### WRITTEN PROBLEM
Find the word "bush" in the rows below, and copy out every line that contains it.
**** THE INPUT ****
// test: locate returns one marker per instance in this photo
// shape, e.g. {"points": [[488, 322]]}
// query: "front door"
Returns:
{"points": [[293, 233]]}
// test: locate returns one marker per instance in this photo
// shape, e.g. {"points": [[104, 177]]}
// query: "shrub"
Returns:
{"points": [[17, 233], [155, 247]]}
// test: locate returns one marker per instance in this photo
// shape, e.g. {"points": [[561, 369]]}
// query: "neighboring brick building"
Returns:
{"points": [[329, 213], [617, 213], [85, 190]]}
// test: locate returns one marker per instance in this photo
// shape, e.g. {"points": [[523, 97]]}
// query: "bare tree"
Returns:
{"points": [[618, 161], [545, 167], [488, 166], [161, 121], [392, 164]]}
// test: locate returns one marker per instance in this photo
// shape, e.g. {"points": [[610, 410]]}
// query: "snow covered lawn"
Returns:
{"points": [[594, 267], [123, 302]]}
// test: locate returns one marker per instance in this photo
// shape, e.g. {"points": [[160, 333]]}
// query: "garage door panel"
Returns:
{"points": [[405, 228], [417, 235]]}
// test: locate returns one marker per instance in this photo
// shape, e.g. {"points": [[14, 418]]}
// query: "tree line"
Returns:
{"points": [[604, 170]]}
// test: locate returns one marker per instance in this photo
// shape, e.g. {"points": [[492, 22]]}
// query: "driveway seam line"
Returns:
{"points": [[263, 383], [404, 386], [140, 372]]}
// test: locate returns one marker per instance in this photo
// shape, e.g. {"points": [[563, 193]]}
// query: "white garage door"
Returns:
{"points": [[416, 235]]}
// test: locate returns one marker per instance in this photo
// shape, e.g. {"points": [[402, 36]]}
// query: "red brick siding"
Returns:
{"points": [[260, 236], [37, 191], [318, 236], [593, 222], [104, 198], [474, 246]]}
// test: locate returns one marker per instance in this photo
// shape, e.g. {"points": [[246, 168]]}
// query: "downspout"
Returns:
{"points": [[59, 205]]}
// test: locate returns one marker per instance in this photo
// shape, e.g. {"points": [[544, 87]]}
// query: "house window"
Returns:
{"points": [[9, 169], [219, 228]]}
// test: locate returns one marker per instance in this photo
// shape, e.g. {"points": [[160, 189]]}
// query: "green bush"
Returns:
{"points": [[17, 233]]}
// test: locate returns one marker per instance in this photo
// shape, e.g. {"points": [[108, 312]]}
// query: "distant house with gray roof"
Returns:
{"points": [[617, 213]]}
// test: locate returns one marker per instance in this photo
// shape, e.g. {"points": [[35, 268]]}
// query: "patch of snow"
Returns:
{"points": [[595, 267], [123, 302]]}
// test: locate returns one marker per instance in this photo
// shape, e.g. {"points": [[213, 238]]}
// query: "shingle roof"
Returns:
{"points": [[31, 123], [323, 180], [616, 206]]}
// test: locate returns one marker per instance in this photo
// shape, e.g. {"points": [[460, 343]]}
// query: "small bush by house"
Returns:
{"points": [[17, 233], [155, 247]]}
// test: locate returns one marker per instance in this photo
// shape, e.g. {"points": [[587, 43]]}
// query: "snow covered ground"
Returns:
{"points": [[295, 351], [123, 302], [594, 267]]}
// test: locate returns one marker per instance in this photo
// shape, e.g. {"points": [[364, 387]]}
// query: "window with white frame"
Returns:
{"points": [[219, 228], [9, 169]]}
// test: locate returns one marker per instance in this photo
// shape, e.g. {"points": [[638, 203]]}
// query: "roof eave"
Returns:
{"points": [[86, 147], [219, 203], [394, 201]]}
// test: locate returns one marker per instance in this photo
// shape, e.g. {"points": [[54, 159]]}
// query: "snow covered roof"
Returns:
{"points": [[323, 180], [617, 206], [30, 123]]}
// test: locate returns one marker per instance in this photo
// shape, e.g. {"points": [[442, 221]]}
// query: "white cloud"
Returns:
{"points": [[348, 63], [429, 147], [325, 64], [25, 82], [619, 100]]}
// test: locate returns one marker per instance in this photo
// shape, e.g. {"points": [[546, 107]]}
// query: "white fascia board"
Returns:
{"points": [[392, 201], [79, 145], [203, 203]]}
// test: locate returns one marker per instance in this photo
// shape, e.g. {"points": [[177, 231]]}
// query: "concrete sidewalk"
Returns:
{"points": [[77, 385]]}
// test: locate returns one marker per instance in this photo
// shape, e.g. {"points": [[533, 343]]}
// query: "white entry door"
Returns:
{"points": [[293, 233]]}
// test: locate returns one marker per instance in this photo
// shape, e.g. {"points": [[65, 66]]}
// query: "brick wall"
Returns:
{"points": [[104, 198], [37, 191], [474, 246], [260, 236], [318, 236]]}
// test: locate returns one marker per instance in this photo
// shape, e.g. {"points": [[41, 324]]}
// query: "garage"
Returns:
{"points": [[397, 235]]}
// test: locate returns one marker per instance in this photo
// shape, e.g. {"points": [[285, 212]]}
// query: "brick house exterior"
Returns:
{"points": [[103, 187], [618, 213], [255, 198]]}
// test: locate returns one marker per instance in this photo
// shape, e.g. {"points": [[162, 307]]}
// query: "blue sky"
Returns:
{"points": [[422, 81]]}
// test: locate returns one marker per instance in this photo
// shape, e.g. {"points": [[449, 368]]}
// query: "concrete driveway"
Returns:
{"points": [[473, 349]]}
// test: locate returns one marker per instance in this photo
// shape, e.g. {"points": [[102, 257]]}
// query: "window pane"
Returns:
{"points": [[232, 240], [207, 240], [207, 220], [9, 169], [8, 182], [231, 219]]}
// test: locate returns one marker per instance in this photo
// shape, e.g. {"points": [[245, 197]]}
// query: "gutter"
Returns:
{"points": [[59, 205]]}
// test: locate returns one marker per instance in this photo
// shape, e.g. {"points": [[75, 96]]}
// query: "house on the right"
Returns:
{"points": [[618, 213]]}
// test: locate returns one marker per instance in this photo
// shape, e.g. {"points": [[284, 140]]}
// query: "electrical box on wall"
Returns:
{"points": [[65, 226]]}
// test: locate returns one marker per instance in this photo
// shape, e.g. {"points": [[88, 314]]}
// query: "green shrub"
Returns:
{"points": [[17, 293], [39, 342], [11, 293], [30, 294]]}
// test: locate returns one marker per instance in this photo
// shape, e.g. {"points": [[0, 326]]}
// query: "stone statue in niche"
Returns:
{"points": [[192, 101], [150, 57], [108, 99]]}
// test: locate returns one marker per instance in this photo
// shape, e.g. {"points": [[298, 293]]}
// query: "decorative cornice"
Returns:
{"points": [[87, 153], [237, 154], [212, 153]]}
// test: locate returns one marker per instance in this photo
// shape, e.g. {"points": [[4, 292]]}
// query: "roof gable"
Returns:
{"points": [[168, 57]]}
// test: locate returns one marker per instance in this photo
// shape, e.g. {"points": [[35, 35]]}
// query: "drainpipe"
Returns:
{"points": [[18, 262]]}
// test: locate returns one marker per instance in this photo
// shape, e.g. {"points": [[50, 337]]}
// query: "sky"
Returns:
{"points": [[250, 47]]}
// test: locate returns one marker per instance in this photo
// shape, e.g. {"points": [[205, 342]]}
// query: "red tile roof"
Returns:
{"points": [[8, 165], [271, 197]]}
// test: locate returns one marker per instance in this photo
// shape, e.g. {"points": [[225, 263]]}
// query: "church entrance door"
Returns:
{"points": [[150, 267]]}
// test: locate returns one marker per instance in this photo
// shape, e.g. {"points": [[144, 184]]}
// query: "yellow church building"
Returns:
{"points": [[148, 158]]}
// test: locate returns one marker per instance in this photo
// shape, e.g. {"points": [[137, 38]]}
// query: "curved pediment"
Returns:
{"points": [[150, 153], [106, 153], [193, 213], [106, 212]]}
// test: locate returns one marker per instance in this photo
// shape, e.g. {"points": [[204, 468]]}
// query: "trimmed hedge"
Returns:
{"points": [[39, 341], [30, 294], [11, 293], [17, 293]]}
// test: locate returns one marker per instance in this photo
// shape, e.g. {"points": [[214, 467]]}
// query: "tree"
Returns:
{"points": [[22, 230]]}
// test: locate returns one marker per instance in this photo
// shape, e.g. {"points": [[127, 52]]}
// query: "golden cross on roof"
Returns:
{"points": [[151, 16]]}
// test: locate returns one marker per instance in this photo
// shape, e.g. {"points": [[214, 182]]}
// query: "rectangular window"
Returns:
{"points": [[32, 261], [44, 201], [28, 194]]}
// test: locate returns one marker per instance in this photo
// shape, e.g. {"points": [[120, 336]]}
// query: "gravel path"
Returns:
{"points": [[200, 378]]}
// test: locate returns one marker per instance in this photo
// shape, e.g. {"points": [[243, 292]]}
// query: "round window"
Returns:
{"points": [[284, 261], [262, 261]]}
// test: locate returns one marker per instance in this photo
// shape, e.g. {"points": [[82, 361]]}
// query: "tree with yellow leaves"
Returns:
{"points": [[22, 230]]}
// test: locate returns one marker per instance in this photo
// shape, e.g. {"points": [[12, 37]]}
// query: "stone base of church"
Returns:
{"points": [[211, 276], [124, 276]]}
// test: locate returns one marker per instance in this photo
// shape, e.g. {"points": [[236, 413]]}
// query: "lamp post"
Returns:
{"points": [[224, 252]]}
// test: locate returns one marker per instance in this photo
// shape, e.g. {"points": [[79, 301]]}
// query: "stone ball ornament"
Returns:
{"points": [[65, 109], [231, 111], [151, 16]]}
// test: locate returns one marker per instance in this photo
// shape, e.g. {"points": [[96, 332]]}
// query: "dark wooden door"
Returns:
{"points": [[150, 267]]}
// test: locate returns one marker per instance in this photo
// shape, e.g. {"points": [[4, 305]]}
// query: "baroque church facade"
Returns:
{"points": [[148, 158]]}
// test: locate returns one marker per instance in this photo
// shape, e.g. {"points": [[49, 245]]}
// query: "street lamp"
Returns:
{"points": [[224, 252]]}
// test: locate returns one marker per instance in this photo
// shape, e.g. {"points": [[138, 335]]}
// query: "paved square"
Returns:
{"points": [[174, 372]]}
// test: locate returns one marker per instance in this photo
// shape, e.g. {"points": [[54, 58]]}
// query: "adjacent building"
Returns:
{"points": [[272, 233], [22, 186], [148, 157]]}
****
### RESPONSE TO THE TASK
// query: "green bush"
// query: "small bush by house"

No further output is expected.